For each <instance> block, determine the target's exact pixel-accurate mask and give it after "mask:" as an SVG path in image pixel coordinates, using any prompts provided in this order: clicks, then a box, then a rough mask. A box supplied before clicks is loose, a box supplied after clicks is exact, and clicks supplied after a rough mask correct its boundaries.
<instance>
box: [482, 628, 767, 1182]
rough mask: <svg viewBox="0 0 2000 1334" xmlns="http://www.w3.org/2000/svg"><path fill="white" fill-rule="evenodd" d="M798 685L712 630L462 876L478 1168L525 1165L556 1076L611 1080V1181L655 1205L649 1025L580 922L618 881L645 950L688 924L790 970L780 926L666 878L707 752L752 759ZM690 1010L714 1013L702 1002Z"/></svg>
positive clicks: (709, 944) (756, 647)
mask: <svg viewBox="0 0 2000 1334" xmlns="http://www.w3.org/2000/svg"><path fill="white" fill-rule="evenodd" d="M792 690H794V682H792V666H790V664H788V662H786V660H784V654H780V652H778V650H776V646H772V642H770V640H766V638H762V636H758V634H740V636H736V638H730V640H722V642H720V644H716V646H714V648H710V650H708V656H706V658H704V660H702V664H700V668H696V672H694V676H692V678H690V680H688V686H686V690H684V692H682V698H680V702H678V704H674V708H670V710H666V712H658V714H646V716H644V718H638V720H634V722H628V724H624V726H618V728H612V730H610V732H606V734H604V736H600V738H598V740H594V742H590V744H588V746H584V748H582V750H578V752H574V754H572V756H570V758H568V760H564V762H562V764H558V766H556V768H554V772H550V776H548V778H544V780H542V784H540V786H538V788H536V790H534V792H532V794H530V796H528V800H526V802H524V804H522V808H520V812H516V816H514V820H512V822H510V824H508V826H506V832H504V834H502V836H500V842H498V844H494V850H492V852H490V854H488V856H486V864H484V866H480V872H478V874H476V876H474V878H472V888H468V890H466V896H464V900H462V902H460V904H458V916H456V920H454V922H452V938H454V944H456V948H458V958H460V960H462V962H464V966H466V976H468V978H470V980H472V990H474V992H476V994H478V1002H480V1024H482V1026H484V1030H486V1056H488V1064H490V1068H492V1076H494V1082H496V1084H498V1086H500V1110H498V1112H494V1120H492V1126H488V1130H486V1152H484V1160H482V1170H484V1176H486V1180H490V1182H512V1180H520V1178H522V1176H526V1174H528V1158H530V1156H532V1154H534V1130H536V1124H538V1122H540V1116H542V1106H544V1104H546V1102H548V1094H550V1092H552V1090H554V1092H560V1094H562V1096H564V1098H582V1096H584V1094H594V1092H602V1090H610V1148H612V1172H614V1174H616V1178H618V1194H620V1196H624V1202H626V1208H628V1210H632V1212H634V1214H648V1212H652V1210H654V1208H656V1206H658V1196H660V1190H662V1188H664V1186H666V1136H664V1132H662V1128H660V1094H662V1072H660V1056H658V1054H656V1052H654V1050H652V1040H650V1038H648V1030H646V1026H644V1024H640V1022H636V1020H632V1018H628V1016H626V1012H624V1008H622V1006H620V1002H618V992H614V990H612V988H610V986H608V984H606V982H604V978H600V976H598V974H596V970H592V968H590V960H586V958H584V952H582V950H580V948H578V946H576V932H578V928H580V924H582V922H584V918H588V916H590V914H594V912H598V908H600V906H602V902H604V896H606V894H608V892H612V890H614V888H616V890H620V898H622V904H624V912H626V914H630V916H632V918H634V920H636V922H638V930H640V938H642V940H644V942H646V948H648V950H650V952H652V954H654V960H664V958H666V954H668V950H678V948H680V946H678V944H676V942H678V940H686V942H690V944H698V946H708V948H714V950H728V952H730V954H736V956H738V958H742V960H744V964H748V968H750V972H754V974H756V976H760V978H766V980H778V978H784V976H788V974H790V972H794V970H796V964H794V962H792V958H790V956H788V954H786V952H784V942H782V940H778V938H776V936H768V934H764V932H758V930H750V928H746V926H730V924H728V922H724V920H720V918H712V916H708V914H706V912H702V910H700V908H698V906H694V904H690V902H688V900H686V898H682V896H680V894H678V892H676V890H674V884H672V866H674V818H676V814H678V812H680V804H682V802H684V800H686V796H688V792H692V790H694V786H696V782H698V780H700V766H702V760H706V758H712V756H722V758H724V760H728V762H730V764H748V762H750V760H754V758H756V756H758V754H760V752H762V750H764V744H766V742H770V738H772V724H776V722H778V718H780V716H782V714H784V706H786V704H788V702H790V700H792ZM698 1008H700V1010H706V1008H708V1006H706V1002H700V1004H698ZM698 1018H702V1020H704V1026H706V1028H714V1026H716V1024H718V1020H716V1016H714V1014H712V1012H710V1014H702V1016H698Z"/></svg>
---
__Directions for this task__. I'd like the records returned exactly as they were written, please.

__Solved exercise__.
For each <instance> block, determine the target's exact pixel-accurate mask and give it after "mask:" as an SVG path in image pixel coordinates, using any prompts provided in this order: clicks, then a box, then a rough mask. A box supplied before clicks is loose, a box supplied after clicks is exact, and clicks supplied after a rough mask correct its boundaries.
<instance>
box: [482, 628, 767, 1182]
rough mask: <svg viewBox="0 0 2000 1334" xmlns="http://www.w3.org/2000/svg"><path fill="white" fill-rule="evenodd" d="M798 685L712 630L462 876L478 1168L525 1165L556 1076L611 1080V1181L655 1205L649 1025L580 922L618 881L645 950L688 924L790 970L780 926L666 878L707 752L752 759ZM690 1010L714 1013L702 1002Z"/></svg>
positive clicks: (709, 944) (756, 647)
mask: <svg viewBox="0 0 2000 1334" xmlns="http://www.w3.org/2000/svg"><path fill="white" fill-rule="evenodd" d="M792 690H794V682H792V666H790V664H788V662H786V660H784V654H780V652H778V650H776V646H772V642H770V640H766V638H762V636H758V634H740V636H736V638H730V640H722V642H720V644H716V646H714V648H710V650H708V656H706V658H704V660H702V664H700V668H696V672H694V676H692V678H690V680H688V686H686V690H684V692H682V698H680V702H678V704H674V708H670V710H666V712H658V714H646V716H644V718H638V720H634V722H628V724H624V726H618V728H612V730H610V732H606V734H604V736H600V738H598V740H594V742H590V744H588V746H584V748H582V750H578V752H574V754H572V756H570V758H568V760H564V762H562V764H558V766H556V768H554V772H550V776H548V778H544V780H542V784H540V786H538V788H536V790H534V792H532V794H530V796H528V800H526V802H524V804H522V808H520V812H516V816H514V820H512V822H510V824H508V826H506V832H504V834H502V836H500V842H498V844H494V850H492V852H490V854H488V856H486V864H484V866H480V872H478V874H476V876H474V878H472V888H468V890H466V896H464V900H462V902H460V904H458V916H456V920H454V922H452V938H454V944H456V948H458V958H460V960H462V962H464V966H466V976H468V978H470V980H472V990H474V992H476V994H478V1002H480V1024H482V1026H484V1030H486V1056H488V1064H490V1068H492V1076H494V1082H496V1084H498V1086H500V1110H498V1112H494V1120H492V1126H488V1130H486V1152H484V1160H482V1170H484V1176H486V1180H490V1182H512V1180H520V1178H522V1176H526V1174H528V1158H530V1156H532V1154H534V1130H536V1124H538V1122H540V1116H542V1106H544V1104H546V1102H548V1094H550V1092H552V1090H554V1092H560V1094H562V1096H564V1098H582V1096H584V1094H594V1092H602V1090H610V1148H612V1172H614V1174H616V1178H618V1194H620V1196H624V1202H626V1208H628V1210H632V1212H634V1214H648V1212H652V1210H654V1208H656V1206H658V1196H660V1190H662V1188H664V1186H666V1136H664V1132H662V1128H660V1094H662V1072H660V1056H658V1054H656V1052H654V1050H652V1040H650V1038H648V1030H646V1026H644V1024H640V1022H636V1020H632V1018H628V1016H626V1012H624V1008H622V1006H620V1002H618V992H614V990H612V988H610V986H608V984H606V982H604V978H600V976H598V974H596V970H592V968H590V960H586V958H584V952H582V950H580V948H578V946H576V932H578V928H580V924H582V922H584V918H588V916H590V914H594V912H598V908H600V906H602V902H604V896H606V894H608V892H612V890H614V888H616V890H620V898H622V904H624V912H626V914H630V916H632V918H634V920H636V922H638V930H640V938H642V940H644V942H646V948H648V950H650V952H652V954H654V960H664V958H666V954H668V950H678V948H680V946H678V944H676V942H678V940H686V942H690V944H698V946H708V948H714V950H728V952H730V954H736V956H738V958H742V960H744V964H748V968H750V972H754V974H756V976H760V978H766V980H778V978H784V976H788V974H790V972H794V970H796V964H794V962H792V958H790V956H788V954H786V952H784V942H782V940H778V938H776V936H768V934H764V932H758V930H750V928H746V926H730V924H728V922H724V920H720V918H712V916H708V914H706V912H702V910H700V908H698V906H694V904H690V902H688V900H686V898H682V896H680V894H678V892H676V890H674V884H672V866H674V818H676V814H678V812H680V804H682V802H684V800H686V796H688V792H692V790H694V786H696V782H698V780H700V766H702V760H706V758H712V756H722V758H724V760H728V762H730V764H748V762H750V760H754V758H756V756H758V754H760V752H762V750H764V744H766V742H770V738H772V724H776V722H778V718H780V716H782V714H784V706H786V704H788V702H790V700H792ZM698 1008H700V1010H706V1008H708V1006H706V1002H700V1004H698ZM698 1018H702V1020H704V1026H706V1028H714V1026H716V1024H718V1020H716V1016H714V1014H712V1012H710V1014H702V1016H698Z"/></svg>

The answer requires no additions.